EXTRAIT CITÉ

- - - - -

5. Il résulte de ce qui précède que les dispositions des articles 6, 8 et 9 du décret du 9 août 2021, qui conduisent à différer l'application du contrôle technique des deux roues motorisés au 1er janvier 2023 et à l'échelonner jusqu'à 2026, méconnaissent l'échéance du 1er janvier 2022 fixée par la directive 2014/45 du Parlement européen et du Conseil du 3 avril 2014 à compter de laquelle le contrôle technique des véhicules motorisés à deux ou trois roues et les quadricycles à moteur est obligatoire, alors qu'aucun motif impérieux ne justifie un délai pour la mise en conformité complète du droit français avec le droit de l'Union européenne. Si la ministre de la transition écologique se prévaut de la notification, adressée par le gouvernement français à la Commission européenne le 3 décembre 2021 de mesures alternatives de sécurité routière qui auraient été mises en place, cette circonstance postérieure au décret attaqué ne procède en tout état de cause pas de l'option de mise en place du contrôle technique pour les véhicules à deux roues motorisés retenue par le gouvernement dans le décret attaqué, distincte de la possibilité, par ailleurs ouverte par la directive, de définir des mesures alternatives de sécurité routière, lesquelles doivent alors tenir notamment compte des statistiques pertinentes de sécurité routière. Par suite, sans qu'il soit besoin de statuer sur les autres moyens de la requête, l'association Respire et autres sont fondées à demander l'annulation des articles 6 et 9 de ce décret en tant qu'ils reportent au-delà du 1er janvier 2022, l'entrée en vigueur de l'obligation de contrôle technique des véhicules de catégorie L3e, L4e, L5e et L7e de cylindrée supérieure à 125 cm3, ainsi que par voie de conséquence de son article 8.

- - - - -

DONNÉES ENREGISTRÉES

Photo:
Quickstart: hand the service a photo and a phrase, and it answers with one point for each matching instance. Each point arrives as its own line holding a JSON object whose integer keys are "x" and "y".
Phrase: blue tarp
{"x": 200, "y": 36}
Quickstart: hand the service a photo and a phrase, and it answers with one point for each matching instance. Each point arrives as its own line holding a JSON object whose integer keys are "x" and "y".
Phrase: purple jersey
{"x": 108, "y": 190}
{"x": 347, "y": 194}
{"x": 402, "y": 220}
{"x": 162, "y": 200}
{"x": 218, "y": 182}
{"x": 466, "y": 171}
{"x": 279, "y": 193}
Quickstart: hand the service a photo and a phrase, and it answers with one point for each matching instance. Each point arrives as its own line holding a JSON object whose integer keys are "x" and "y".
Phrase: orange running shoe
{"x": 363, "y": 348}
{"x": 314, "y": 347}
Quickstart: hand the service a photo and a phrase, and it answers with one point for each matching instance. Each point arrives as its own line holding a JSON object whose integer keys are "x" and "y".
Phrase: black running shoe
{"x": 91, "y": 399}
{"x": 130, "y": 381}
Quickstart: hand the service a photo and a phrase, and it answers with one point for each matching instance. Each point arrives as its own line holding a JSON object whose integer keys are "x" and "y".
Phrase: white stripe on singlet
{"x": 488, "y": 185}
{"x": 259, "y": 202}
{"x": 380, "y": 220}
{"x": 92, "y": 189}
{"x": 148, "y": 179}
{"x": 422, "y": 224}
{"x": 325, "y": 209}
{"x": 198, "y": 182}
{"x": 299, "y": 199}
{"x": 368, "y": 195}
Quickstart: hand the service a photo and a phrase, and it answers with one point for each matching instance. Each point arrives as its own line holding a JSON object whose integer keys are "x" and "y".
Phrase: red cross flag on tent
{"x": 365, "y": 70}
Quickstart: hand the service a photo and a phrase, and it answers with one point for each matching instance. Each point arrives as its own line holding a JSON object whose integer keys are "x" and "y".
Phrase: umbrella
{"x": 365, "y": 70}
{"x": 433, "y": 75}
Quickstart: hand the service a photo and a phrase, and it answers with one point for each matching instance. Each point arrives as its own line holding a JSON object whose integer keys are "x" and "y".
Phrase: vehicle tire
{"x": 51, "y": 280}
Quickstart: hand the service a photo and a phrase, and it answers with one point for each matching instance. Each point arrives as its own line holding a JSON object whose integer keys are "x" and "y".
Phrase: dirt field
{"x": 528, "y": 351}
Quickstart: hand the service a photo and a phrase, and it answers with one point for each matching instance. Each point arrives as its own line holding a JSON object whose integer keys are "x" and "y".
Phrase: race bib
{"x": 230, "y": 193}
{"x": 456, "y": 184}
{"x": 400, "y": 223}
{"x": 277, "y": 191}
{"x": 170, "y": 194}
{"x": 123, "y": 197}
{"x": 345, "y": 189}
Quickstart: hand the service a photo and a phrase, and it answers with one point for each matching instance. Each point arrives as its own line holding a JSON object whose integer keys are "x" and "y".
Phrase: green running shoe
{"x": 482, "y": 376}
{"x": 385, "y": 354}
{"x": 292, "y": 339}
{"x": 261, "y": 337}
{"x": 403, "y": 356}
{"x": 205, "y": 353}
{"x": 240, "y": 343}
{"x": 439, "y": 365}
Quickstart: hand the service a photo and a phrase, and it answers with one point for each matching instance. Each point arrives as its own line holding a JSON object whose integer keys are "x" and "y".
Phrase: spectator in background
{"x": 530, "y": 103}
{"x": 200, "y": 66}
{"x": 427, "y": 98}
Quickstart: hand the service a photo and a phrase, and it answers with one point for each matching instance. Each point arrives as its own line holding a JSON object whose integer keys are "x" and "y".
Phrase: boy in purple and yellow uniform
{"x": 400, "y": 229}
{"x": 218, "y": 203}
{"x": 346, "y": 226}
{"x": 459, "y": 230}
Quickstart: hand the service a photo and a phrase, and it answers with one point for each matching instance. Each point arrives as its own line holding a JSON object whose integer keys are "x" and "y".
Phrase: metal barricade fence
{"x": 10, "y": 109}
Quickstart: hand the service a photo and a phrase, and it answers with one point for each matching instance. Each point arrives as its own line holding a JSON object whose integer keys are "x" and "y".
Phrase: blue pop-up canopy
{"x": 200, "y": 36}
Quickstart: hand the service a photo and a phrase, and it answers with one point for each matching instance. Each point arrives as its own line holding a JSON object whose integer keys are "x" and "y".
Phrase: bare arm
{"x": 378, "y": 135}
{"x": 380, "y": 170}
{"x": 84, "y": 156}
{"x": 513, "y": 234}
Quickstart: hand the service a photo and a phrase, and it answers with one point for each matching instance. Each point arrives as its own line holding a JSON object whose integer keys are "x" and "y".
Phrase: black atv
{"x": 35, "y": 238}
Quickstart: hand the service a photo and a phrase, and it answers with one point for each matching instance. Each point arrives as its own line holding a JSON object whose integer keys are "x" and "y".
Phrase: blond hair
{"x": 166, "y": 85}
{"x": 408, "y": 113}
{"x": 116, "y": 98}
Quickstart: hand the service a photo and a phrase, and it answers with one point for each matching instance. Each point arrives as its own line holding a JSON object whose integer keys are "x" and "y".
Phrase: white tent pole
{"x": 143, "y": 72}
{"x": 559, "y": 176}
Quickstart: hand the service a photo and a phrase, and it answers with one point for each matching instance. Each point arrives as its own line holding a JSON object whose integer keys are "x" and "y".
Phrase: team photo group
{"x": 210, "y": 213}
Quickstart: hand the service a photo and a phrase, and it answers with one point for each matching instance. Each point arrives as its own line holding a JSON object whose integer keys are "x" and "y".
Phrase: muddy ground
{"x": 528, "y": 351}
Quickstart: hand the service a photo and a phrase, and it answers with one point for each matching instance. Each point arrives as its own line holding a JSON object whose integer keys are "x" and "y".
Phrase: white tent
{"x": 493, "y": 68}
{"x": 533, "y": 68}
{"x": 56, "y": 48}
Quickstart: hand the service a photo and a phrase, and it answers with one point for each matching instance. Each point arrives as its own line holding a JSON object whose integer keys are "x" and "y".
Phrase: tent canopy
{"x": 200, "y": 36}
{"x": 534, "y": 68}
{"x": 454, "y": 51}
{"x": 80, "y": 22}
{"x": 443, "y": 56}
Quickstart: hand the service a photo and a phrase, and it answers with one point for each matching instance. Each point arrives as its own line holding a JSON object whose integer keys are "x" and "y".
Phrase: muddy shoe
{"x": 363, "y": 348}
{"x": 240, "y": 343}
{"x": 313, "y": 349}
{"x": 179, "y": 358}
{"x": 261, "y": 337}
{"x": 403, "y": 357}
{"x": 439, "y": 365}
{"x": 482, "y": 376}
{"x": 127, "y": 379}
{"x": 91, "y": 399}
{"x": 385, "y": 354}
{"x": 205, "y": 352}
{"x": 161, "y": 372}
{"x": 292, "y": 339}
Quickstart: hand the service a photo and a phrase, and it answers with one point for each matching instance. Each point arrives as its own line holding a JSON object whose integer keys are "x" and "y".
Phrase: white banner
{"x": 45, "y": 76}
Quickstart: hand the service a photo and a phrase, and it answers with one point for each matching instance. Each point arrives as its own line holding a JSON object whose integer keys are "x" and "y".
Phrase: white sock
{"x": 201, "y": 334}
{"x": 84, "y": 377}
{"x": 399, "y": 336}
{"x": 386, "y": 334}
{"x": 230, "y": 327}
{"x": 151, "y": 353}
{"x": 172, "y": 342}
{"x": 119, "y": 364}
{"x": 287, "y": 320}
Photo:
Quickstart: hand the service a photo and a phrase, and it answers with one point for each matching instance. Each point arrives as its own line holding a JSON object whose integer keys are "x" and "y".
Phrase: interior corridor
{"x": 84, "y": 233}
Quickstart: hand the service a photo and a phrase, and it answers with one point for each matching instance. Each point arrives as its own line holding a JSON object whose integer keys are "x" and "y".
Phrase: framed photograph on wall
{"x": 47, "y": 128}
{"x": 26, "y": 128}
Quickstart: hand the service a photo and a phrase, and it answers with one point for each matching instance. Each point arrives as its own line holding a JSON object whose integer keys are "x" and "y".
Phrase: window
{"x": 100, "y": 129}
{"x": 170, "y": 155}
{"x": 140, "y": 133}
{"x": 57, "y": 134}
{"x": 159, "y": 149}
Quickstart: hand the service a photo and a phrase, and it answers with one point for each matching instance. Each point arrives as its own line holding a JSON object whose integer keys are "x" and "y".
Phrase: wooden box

- - - - -

Traduisez en anglais cette phrase de l'extrait sur le contrôle technique des deux-roues : « Par suite, sans qu'il soit besoin de statuer sur les autres moyens de la requête, l'association Respire et autres sont fondées à demander l'annulation des articles 6 et 9 de ce décret en tant qu'ils reportent au-delà du 1er janvier 2022, l'entrée en vigueur de l'obligation de contrôle technique des véhicules de catégorie L3e, L4e, L5e et L7e de cylindrée supérieure à 125 cm3, ainsi que par voie de conséquence de son article 8. »

Consequently, without any need to rule on the other grounds of the application, the association Respire and others are entitled to seek the annulment of Articles 6 and 9 of this decree insofar as they postpone beyond January 1, 2022, the entry into force of the roadworthiness testing requirement for vehicles in categories L3e, L4e, L5e and L7e with an engine displacement greater than 125 cm3, and consequently of its Article 8.